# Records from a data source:
=-=-=-=-=
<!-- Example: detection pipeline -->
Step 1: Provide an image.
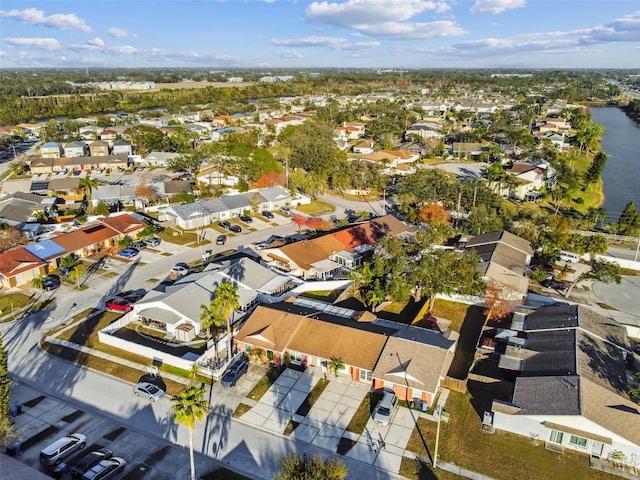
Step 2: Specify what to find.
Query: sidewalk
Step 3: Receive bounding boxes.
[43,332,192,385]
=-=-=-=-=
# What is needed:
Recast the records above as a JSON list of strings, one string per line and no blank lines. Leave the pictures out.

# Response to the task:
[
  "<!-- Example: detection pipeline -->",
  "Step 1: Provide an image.",
  "Step 2: Specify what to find.",
  "Query: sidewalk",
  "Step 3: Receive bounding boxes.",
  "[43,332,192,385]"
]